> **What the exercise asks**
Which lines in the material below contain the string "pole"? Report each of those lines in full, word for word. Uppercase and lowercase count as different.

> **Materials provided**

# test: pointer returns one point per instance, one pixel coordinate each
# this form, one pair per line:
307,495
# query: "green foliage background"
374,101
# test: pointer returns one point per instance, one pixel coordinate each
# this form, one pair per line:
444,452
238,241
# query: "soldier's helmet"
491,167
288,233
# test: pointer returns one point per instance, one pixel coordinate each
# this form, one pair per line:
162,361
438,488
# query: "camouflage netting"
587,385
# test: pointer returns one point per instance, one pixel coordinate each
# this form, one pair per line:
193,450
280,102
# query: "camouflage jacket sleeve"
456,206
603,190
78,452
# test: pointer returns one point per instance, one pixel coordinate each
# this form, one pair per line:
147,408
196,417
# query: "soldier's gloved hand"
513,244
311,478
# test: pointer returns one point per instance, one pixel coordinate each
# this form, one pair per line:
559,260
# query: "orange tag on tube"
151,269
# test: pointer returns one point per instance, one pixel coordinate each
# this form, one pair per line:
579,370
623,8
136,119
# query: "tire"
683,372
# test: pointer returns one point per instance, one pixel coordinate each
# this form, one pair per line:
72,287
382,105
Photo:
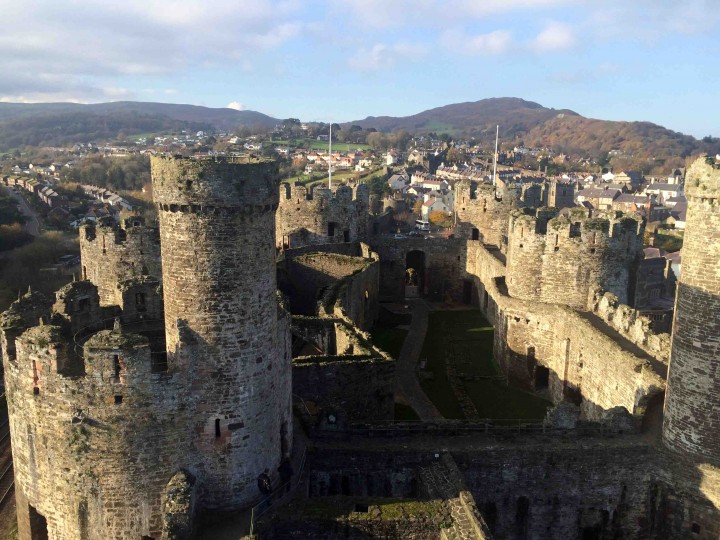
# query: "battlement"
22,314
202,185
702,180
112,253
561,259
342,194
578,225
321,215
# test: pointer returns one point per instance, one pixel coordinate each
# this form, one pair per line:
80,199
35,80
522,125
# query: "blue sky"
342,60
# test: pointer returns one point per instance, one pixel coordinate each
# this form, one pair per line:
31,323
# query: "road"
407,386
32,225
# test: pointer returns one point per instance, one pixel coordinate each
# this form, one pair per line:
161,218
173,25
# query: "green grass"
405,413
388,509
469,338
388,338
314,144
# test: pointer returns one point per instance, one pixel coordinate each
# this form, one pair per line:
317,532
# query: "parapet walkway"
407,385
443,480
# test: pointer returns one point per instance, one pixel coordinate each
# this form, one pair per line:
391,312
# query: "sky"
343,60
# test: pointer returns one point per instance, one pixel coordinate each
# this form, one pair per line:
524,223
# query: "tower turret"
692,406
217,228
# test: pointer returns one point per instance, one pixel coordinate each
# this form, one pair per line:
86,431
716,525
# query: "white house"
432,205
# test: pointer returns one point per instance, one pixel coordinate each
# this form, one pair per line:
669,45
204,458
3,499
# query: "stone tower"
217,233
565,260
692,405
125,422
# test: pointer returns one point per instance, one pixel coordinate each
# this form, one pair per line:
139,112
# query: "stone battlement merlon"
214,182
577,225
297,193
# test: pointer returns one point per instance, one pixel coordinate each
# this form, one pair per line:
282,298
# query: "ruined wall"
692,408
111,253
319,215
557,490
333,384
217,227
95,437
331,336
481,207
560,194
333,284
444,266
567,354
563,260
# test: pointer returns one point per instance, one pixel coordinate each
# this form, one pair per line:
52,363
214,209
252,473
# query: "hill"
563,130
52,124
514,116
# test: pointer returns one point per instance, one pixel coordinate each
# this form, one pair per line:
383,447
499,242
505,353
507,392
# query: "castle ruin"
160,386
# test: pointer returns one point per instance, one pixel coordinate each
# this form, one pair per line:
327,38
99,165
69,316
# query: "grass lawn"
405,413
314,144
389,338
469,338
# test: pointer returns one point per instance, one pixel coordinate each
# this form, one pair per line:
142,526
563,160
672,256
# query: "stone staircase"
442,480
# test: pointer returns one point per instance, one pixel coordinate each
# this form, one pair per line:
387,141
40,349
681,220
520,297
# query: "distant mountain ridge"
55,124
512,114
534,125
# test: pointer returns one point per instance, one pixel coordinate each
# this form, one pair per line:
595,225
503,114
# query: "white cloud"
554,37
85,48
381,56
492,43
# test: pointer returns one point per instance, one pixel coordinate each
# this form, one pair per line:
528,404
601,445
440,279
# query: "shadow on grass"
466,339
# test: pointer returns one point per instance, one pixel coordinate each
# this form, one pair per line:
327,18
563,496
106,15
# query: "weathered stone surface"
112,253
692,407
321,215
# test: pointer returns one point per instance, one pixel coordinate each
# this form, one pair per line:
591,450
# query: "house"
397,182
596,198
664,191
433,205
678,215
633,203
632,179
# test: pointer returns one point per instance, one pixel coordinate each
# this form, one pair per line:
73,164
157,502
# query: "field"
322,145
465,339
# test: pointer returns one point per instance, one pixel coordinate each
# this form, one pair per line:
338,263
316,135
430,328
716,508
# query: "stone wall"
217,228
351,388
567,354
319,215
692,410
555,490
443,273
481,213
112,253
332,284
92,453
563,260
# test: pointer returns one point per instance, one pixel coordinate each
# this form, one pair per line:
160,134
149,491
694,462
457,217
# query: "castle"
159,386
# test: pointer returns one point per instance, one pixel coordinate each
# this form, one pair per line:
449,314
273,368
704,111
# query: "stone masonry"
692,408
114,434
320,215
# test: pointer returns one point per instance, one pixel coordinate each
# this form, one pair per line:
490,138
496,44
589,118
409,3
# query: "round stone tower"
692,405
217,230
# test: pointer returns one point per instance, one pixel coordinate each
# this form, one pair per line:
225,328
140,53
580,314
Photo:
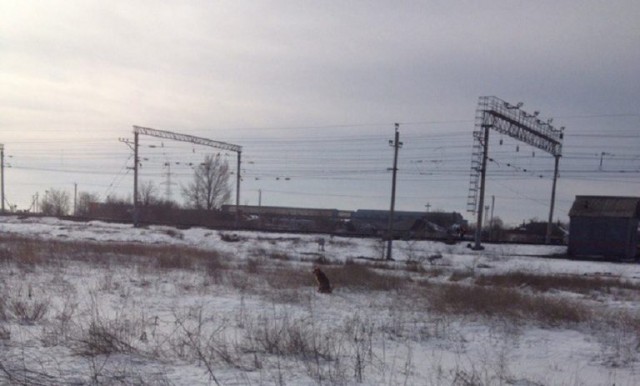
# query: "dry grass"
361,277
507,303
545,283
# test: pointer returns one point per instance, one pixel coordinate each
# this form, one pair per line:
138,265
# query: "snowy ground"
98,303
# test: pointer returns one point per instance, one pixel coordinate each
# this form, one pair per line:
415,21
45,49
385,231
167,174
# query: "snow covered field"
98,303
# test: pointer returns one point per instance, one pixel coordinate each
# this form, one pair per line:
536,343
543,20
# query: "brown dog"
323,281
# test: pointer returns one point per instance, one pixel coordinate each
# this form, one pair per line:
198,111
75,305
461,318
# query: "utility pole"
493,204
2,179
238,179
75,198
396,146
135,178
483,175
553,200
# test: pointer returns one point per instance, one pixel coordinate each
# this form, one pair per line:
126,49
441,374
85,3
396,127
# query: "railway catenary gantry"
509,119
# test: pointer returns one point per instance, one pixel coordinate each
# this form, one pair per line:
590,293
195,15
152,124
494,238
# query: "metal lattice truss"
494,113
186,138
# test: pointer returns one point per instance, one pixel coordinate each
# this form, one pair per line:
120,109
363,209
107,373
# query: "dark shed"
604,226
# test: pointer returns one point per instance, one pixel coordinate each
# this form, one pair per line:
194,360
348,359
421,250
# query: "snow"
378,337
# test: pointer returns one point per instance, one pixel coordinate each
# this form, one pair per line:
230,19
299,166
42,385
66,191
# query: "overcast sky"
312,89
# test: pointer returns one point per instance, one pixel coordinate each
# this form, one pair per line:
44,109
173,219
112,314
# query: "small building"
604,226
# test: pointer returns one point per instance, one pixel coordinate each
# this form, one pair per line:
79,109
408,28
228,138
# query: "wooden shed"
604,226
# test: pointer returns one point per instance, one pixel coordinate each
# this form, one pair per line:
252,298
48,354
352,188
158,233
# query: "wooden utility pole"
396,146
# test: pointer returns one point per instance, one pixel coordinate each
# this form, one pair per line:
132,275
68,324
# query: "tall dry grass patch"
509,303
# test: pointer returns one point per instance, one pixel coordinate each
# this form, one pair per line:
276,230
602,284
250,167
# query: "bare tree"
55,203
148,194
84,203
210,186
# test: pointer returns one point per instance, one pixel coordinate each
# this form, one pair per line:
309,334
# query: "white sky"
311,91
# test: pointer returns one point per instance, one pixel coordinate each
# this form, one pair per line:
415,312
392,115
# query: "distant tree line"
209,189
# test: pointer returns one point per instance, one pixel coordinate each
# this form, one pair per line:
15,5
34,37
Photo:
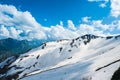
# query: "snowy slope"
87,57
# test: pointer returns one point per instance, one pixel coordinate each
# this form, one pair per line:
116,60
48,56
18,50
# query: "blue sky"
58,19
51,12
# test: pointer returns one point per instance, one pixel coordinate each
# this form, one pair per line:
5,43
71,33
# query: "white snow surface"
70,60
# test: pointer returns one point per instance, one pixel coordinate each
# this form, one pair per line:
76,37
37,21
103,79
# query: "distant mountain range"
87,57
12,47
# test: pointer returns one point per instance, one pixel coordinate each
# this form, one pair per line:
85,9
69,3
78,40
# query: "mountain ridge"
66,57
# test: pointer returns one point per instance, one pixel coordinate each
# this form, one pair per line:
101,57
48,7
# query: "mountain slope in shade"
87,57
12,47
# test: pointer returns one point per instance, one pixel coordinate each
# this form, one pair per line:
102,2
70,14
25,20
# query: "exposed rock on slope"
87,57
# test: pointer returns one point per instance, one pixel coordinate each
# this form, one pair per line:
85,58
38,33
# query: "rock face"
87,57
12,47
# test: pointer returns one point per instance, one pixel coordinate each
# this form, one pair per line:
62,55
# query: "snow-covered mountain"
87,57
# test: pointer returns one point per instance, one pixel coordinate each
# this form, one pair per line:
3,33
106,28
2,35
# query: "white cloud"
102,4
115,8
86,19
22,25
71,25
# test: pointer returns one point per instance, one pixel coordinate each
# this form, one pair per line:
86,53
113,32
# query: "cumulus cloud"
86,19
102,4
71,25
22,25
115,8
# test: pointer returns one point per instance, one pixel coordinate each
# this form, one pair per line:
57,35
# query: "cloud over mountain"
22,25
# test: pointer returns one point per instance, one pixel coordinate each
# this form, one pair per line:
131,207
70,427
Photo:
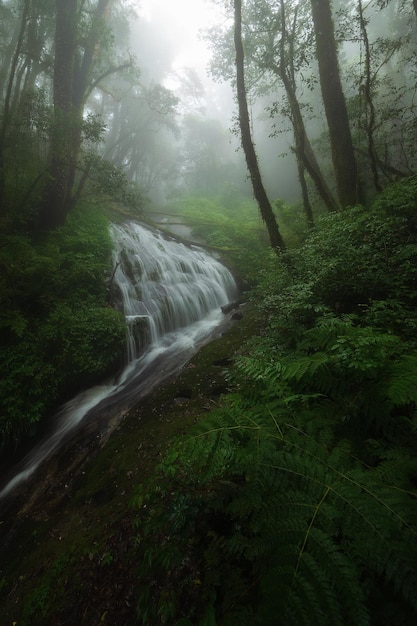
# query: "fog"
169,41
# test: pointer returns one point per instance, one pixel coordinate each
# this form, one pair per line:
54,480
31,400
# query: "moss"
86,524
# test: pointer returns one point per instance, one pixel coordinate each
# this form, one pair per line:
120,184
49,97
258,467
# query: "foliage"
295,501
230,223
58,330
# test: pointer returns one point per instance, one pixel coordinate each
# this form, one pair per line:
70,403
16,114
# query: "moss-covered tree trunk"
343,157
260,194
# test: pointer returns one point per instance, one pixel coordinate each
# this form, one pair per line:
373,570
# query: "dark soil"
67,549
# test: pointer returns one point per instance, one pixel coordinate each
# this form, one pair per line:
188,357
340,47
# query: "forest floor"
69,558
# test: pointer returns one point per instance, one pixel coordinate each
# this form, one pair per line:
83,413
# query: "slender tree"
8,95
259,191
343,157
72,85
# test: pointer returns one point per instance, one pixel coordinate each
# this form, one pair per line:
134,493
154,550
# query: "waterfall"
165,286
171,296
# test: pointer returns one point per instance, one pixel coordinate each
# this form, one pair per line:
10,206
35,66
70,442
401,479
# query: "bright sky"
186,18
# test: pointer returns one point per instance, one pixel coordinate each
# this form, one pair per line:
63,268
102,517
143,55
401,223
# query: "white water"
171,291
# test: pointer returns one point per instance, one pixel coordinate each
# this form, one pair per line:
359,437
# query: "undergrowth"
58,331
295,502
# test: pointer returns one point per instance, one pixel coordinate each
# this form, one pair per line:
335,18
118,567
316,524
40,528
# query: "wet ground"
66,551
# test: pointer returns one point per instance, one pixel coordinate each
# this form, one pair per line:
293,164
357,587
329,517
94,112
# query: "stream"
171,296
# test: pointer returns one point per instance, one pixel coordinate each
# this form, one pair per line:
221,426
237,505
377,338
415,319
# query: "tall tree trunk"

> **Correct output**
# query: "utility pole"
# query: "wooden utility pole"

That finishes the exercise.